▶ [Excerpted data]:
::::::
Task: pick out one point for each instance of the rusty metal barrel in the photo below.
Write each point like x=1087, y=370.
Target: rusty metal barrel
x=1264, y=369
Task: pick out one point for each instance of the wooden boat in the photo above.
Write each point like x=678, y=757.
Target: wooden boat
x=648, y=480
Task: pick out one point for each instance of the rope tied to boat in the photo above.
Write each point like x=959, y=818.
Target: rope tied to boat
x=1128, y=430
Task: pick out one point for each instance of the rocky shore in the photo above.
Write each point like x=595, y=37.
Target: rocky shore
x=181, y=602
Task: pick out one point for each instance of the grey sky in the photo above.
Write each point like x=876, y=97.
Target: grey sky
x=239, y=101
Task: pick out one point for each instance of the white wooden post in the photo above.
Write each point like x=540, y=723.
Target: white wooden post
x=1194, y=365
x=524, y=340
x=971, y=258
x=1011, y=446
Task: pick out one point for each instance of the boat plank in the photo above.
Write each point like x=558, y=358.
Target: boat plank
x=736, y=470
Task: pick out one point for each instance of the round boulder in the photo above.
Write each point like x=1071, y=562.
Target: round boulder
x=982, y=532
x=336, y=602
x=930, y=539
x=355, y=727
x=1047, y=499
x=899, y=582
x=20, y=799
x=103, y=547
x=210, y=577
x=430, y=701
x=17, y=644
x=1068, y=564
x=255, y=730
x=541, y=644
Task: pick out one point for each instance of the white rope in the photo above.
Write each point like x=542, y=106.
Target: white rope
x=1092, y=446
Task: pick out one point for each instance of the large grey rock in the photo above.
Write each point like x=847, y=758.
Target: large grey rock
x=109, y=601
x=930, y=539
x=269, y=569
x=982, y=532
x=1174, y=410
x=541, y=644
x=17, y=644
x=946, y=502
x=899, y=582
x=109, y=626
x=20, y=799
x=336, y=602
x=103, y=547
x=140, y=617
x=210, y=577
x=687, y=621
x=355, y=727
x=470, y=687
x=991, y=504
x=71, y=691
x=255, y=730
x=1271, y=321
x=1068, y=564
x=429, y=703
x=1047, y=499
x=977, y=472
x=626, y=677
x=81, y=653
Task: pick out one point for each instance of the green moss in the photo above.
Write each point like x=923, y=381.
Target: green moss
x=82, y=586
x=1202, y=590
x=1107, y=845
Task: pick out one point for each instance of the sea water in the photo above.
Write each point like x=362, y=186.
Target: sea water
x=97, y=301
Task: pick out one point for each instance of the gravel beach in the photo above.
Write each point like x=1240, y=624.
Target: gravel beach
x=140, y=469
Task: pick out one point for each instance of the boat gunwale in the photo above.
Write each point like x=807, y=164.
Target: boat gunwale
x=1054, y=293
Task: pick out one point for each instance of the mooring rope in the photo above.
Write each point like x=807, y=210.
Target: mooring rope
::::::
▶ [Set problem]: Convert the lines above, from the one containing "Task: pick out one point for each instance of the sea" through the final line, inclusive, into a JSON list of strings with one string per line, omitting blank lines.

▶ [Answer to this task]:
[
  "Task: pick out one point for each instance of the sea water in the photo above.",
  "Write each point like x=362, y=186.",
  "Target: sea water",
  "x=97, y=301",
  "Task: pick out one point for each instance of the gravel beach in the photo above.",
  "Write each point like x=1240, y=624.",
  "Target: gravel beach",
  "x=140, y=469",
  "Task: pick out one point for each instance of the boat gunwale in the photo above.",
  "Write each point like x=807, y=164.",
  "Target: boat gunwale",
  "x=1054, y=293",
  "Task: pick out one point for each instance of the mooring rope in the photo above.",
  "Write each point like x=807, y=210.",
  "Target: mooring rope"
]